__INFORMATION GIVEN__:
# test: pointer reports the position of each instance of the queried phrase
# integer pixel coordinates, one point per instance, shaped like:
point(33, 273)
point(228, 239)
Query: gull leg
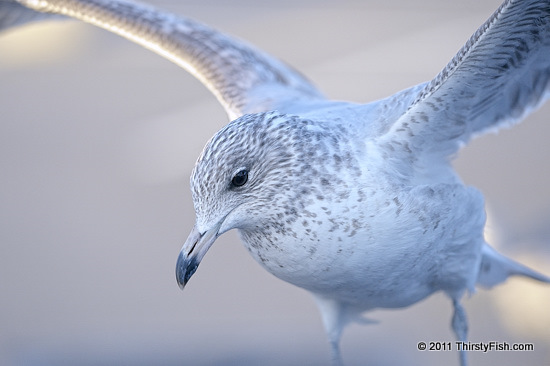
point(460, 328)
point(332, 314)
point(335, 353)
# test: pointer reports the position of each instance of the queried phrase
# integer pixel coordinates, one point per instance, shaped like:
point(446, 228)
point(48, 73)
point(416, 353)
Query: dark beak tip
point(185, 268)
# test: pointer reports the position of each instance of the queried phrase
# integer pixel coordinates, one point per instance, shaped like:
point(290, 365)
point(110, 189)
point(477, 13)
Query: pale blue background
point(97, 141)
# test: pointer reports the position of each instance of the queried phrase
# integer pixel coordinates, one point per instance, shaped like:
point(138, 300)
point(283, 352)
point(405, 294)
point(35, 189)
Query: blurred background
point(98, 138)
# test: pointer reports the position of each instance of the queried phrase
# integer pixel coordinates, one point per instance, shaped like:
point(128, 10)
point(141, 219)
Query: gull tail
point(496, 268)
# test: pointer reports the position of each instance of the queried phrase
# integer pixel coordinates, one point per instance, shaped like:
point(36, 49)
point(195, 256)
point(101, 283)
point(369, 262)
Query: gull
point(356, 203)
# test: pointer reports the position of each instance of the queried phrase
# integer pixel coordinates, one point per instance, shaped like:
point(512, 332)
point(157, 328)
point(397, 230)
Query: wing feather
point(244, 79)
point(501, 74)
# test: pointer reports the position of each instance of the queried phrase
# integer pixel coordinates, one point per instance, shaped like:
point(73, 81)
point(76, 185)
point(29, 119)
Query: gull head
point(241, 181)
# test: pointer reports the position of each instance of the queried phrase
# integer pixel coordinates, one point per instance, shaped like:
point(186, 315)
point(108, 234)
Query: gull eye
point(240, 178)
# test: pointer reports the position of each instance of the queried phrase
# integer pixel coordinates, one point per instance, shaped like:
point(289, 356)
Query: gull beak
point(193, 251)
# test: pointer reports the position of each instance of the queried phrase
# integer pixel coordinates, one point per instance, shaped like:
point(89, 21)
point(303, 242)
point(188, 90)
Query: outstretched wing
point(244, 79)
point(500, 75)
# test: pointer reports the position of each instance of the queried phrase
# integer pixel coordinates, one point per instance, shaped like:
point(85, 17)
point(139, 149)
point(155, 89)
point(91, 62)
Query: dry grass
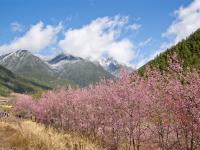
point(27, 135)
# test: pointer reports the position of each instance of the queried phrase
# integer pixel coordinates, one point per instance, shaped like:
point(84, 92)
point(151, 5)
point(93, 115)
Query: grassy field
point(28, 135)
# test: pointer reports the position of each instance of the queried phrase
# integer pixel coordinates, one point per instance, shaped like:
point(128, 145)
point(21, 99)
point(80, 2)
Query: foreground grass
point(27, 135)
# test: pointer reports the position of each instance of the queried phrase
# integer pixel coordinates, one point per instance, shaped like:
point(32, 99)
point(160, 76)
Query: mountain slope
point(24, 63)
point(78, 70)
point(113, 67)
point(188, 52)
point(9, 82)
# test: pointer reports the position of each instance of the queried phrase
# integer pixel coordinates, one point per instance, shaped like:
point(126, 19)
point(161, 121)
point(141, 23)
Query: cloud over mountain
point(38, 37)
point(187, 21)
point(102, 37)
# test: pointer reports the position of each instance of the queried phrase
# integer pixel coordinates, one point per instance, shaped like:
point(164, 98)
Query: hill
point(188, 52)
point(9, 82)
point(60, 71)
point(80, 71)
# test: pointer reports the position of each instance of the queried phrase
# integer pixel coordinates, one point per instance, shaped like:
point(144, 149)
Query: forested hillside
point(188, 53)
point(9, 82)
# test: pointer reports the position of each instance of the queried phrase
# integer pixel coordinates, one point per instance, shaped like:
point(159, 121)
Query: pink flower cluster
point(154, 111)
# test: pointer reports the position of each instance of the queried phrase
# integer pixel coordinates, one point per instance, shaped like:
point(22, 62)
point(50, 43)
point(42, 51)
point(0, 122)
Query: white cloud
point(102, 37)
point(135, 26)
point(16, 27)
point(146, 42)
point(35, 39)
point(187, 21)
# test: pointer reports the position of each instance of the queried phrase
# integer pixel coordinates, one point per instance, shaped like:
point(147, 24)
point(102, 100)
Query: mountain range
point(61, 70)
point(21, 71)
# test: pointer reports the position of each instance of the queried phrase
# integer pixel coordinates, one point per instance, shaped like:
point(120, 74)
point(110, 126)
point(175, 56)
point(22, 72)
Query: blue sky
point(131, 31)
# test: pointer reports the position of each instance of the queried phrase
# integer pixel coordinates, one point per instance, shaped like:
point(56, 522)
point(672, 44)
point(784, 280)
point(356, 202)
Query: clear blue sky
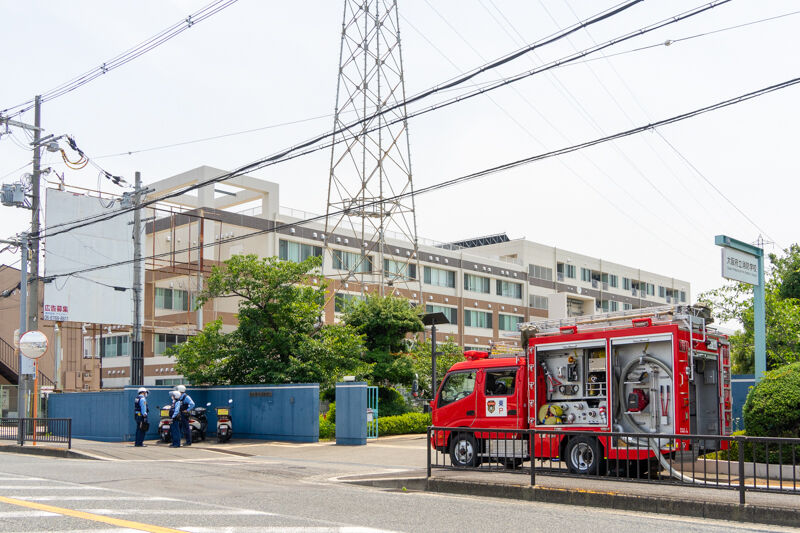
point(259, 64)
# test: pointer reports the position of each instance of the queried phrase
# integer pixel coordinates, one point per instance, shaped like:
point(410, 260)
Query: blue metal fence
point(372, 412)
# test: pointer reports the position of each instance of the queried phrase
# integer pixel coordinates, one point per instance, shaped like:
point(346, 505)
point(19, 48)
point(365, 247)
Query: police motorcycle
point(224, 422)
point(165, 423)
point(198, 423)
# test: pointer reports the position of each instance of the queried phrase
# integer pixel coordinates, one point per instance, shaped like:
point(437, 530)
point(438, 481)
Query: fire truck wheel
point(464, 450)
point(583, 455)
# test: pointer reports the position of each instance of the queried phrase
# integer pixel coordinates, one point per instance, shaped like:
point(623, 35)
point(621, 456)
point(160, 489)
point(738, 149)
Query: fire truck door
point(498, 401)
point(456, 404)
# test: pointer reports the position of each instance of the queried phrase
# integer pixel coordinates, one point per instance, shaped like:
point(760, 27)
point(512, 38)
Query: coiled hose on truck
point(653, 444)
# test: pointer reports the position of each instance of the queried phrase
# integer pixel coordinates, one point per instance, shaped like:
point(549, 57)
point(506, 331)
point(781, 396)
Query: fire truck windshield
point(458, 385)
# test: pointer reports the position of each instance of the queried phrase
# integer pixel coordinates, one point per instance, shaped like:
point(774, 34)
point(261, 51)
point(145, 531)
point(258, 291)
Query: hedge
point(387, 425)
point(772, 408)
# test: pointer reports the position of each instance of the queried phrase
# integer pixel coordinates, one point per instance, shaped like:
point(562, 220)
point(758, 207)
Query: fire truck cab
point(651, 371)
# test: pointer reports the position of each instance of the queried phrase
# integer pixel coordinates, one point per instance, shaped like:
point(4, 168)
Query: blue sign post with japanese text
point(745, 262)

__WHAT THE EXERCISE ASKS__: Rewrite every one of the records above, changing "pixel coordinates" to "image coordinates" and keeping everything else the same. Leave the pictures out.

__ANSWER FOR THE TASK__:
# test: pointer reports the position of each instance of the queried phrase
# integer image coordinates, one point per instance, shaped like:
point(33, 273)
point(228, 239)
Query: gull leg
point(460, 328)
point(332, 314)
point(335, 353)
# test: pointer reports the position of each instance of the queried phrase
# integer image coordinates, one point per instance, shaped like:
point(446, 228)
point(48, 73)
point(416, 353)
Query: dark beak tip
point(185, 268)
# test: pointer reports the position of each instance of the queried phrase
# integer image coordinates, one point per instance, shaped like:
point(290, 365)
point(110, 189)
point(477, 13)
Query: pale blue background
point(97, 141)
# test: pointer reports the position of each instance of the queried phrase
# integer image coordinates, one point per instance, shaped like:
point(138, 300)
point(283, 352)
point(405, 294)
point(35, 189)
Query: blurred background
point(98, 138)
# test: pointer reports the position of each instance of the queried phrase
# integer image coordinates, one point per instance, shaped like:
point(128, 10)
point(141, 219)
Query: gull tail
point(496, 268)
# test: pointer reports the position of each instance of the queried phrase
# integer image coordinates, one point per instance, shaped like:
point(36, 49)
point(195, 256)
point(101, 283)
point(369, 262)
Query: gull
point(356, 203)
# test: pointer reports the position of each instance of the queried phrase
# integer image coordinates, one point per instance, shaped like:
point(512, 332)
point(157, 328)
point(397, 230)
Query: wing feather
point(244, 79)
point(501, 74)
# test: pointer reports the position of each instance of the queried phrase
# integer image coordinates, one point per instance, shaped like:
point(73, 81)
point(76, 185)
point(29, 119)
Query: gull head
point(241, 181)
# test: pointer reports the position of each instance of the queried phrase
# integer image coordinates, one point per instance, shaped like:
point(186, 315)
point(108, 234)
Query: gull eye
point(240, 178)
# test: pointer reports the position of each instance of the queried phrase
# integer image coordinates, one point per instance, shaped like:
point(289, 356)
Query: gull beak
point(193, 251)
# test: pointer reports the position of each instance of the queried phrase
# integer image coordinates, one point per instance, shaped like:
point(89, 21)
point(303, 242)
point(188, 90)
Query: outstretched wing
point(244, 79)
point(500, 75)
# test: pointer reports the position of each instance of the queried phrase
# integer image coordinates, one point per instance, shaped like:
point(85, 17)
point(139, 149)
point(155, 89)
point(91, 62)
Query: dry grass
point(27, 135)
# test: pointer reports the position of each instance of the queried phrase
# integer image coordinates, one point per instance, shaped like:
point(84, 92)
point(151, 5)
point(93, 115)
Query: grassy field
point(28, 135)
# test: pointer reports the position of each instance of the queried phrase
# integer image coordinates, one point per instance, shaped like:
point(128, 145)
point(21, 99)
point(80, 2)
Query: foreground grass
point(27, 135)
# test: pointer reports the position of each instance of the queried phrase
# integer image coordinates, one point per instance, shaped like:
point(32, 99)
point(160, 76)
Query: mountain slope
point(24, 63)
point(78, 70)
point(113, 67)
point(188, 52)
point(9, 82)
# test: pointer reports the position of each instance of the queried phrase
# integer image coordinates, one point per instance, shaped like:
point(126, 19)
point(161, 121)
point(141, 23)
Query: cloud over mountain
point(38, 37)
point(187, 21)
point(102, 37)
# test: pointer reports the position of each instance of the queried phrase
# integer image coordinates, one point per instance, shaped like:
point(164, 98)
Query: hill
point(188, 52)
point(9, 82)
point(60, 71)
point(80, 71)
# test: pointer reports the position of each instance of the queried phrase
# integer image coordinates, one point per instance, shaped like:
point(144, 149)
Query: forested hillside
point(188, 53)
point(9, 82)
# test: pointer reports the position of each instance of the queried phrase
# integer image coordinates, one point per instance, shaped like:
point(159, 121)
Query: pink flower cluster
point(154, 111)
# test: pointer reports the position of each instance of the queried phrase
# integer image coordinates, one point per instance, shaped like:
point(22, 62)
point(50, 43)
point(42, 51)
point(0, 122)
Query: white cloud
point(102, 37)
point(135, 26)
point(16, 27)
point(146, 42)
point(35, 39)
point(187, 21)
# test: pointer reports the position of each instance of the queried phrase
# integer image coordinates, one point per instance, shaped like:
point(147, 24)
point(102, 100)
Query: mountain range
point(61, 70)
point(21, 71)
# test: pointer reports the position of each instance of the queried phrase
# integer image coordinates, one point per instance, shaped like:
point(120, 74)
point(110, 126)
point(175, 56)
point(22, 72)
Query: blue sky
point(131, 31)
# test: pointer reports the position of each instance of the queried phrase
# integer image coordinates, one point per instance, shaped like:
point(56, 522)
point(672, 44)
point(784, 280)
point(356, 202)
Query: clear blue sky
point(259, 64)
# test: pointer reports the position of each instance of the queried phrase
# integer image coordinates, one point per instance, shaped like:
point(410, 260)
Query: blue metal fence
point(372, 412)
# test: pointer reports the position of each instance of the queried phrase
# integer image coordinates, one point per instance, shaped like:
point(346, 505)
point(19, 48)
point(365, 247)
Query: police motorcycle
point(224, 422)
point(165, 423)
point(198, 423)
# test: pointer reports the position of each instance of the queried phrase
# integer image coordinates, one point per instance, shaped like:
point(437, 530)
point(438, 481)
Query: fire truck wheel
point(464, 450)
point(583, 455)
# test: pointer reports the position of each instance of the queried phrase
# integer image coordinates, one point per instance, shaped like:
point(623, 35)
point(621, 456)
point(160, 489)
point(738, 149)
Query: fire truck door
point(498, 401)
point(456, 404)
# test: pointer reports the position of each instance of the queried phrase
# integer image coordinates, one point per instance, shaped like:
point(760, 27)
point(512, 38)
Query: coiled hose on truck
point(653, 444)
# test: pointer reports the position of each instance of the queried phrase
# integer image coordinates, one point per instance, shaped like:
point(549, 57)
point(506, 331)
point(781, 396)
Query: fire truck windshield
point(458, 385)
# test: pointer reports the position of each instance of the queried phrase
# integer image coordinates, one point per instance, shaped like:
point(774, 34)
point(261, 51)
point(145, 531)
point(258, 291)
Query: hedge
point(387, 425)
point(772, 408)
# test: pointer reports the position of each instance of the queried phrase
# integer image coordinates, one point per instance, shaped like:
point(562, 220)
point(758, 207)
Query: fire truck cab
point(651, 371)
# test: pointer reports the position of each instance of the queried phrase
# integer image coordinates, one point per instance, shaped like:
point(4, 168)
Query: blue sign post with japanese text
point(745, 262)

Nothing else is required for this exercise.